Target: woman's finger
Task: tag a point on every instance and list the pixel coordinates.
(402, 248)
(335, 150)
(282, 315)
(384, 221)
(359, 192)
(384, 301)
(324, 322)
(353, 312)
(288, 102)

· · · · ·

> _TO DO_
Please rewrite the data above with "woman's hand" substituted for "woman's finger", keeping everything else the same.

> _WRITTEN RESPONSE_
Target: woman's hand
Task: tag a point on every instance and list the pixel coordinates.
(402, 248)
(335, 150)
(282, 315)
(384, 221)
(359, 192)
(384, 301)
(324, 322)
(353, 312)
(288, 102)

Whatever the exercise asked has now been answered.